+++ SUPPLIED MATERIAL
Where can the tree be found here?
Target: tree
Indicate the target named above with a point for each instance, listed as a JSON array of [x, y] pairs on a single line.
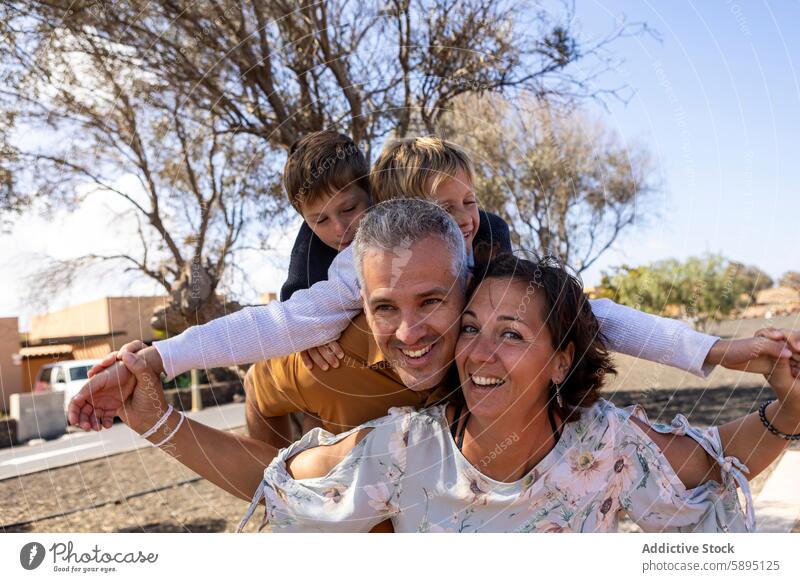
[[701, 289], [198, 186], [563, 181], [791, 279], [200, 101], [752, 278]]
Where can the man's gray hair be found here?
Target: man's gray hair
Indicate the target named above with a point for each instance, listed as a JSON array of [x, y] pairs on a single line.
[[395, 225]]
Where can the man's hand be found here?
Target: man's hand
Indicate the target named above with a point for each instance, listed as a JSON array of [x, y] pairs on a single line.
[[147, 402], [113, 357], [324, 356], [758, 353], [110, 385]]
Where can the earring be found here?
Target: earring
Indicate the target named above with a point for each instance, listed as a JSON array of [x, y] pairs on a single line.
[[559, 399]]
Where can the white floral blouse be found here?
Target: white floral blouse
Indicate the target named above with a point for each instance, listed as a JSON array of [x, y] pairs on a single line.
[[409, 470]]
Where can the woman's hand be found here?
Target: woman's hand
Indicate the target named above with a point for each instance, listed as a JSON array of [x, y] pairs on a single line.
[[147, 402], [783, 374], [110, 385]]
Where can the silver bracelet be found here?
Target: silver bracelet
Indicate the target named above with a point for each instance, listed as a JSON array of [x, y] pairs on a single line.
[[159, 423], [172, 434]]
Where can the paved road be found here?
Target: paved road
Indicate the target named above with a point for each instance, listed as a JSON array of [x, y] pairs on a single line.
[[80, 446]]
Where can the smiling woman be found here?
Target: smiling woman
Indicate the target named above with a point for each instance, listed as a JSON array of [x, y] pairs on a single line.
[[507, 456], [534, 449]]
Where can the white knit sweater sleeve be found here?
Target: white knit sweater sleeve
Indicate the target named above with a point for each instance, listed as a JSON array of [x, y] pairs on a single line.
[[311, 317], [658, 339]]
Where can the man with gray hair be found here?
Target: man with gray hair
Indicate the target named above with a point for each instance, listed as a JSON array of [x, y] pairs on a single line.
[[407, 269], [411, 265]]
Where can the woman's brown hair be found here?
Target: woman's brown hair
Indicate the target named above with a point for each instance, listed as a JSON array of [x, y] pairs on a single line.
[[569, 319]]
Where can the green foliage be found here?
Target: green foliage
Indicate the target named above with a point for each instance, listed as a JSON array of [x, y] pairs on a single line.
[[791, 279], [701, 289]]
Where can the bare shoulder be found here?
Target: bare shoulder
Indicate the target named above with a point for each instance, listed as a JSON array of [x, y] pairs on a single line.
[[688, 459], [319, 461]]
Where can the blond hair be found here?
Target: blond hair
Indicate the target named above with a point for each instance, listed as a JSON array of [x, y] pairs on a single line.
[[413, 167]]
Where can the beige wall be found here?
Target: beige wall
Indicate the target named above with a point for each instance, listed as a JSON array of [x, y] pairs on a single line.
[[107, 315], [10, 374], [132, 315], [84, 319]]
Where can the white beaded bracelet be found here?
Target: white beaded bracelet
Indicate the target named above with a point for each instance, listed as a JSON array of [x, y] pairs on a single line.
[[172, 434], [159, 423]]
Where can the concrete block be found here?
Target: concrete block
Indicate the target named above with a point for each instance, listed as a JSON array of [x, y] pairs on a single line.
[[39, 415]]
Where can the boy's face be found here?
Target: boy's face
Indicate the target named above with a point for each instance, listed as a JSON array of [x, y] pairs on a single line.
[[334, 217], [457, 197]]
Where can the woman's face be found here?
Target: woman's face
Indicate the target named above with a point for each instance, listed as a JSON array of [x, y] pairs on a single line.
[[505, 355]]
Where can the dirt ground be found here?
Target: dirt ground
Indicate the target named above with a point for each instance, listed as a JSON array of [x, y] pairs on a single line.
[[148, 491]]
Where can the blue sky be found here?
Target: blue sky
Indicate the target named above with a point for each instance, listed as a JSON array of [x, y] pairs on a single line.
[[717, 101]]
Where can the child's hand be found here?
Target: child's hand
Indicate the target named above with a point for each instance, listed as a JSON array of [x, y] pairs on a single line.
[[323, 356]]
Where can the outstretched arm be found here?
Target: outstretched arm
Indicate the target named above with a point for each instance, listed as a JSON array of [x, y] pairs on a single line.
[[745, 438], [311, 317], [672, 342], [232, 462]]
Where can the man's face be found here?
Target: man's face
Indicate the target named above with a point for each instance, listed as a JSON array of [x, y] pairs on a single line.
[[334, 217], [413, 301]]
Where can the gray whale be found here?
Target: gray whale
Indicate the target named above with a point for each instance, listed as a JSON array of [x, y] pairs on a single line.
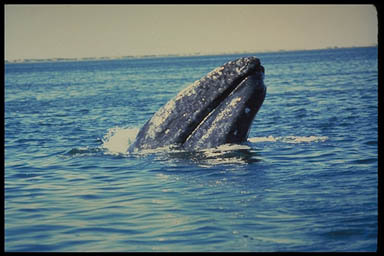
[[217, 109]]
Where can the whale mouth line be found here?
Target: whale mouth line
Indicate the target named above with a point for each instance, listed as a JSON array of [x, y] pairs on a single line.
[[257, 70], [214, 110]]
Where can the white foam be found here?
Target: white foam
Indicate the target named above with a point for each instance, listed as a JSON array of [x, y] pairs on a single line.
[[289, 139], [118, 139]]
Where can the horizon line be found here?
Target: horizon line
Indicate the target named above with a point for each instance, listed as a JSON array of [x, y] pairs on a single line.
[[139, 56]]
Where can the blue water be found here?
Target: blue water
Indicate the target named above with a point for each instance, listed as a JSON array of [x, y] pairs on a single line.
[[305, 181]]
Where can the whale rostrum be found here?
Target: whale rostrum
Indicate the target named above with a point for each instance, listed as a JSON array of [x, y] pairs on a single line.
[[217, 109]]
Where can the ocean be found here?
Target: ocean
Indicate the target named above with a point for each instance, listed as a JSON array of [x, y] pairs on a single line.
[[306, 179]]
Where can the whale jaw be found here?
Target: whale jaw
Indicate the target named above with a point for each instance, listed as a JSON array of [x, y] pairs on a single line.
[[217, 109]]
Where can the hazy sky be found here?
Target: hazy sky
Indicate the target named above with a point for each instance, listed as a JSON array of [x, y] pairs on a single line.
++++++
▸ WHAT IS REQUIRED: Convert the data, beginning with the line containing "Where can the silver bracelet be found here?" and continuing through the line containing "[[507, 456], [534, 449]]", into a numbered list with any blank lines omitted.

▸ SOLUTION TO THE EXERCISE:
1. Where can the silver bracelet be found here?
2. Target: silver bracelet
3. Indicate the target named above with a point for each instance, listed as a JSON array of [x, y] pairs on a single line.
4. [[159, 423], [172, 434]]
5. Where can the paved road be found here?
6. Target: paved road
7. Indicate the target named above with a point for each instance, listed as a JSON array of [x, y] pairs on a single line.
8. [[80, 446]]
9. Where can the smiling woman be found here?
10. Target: smiling woman
11. Indicate the target named above with a point for each instance, listed as a JSON array of [x, y] pairs on a single line.
12. [[507, 456], [534, 449]]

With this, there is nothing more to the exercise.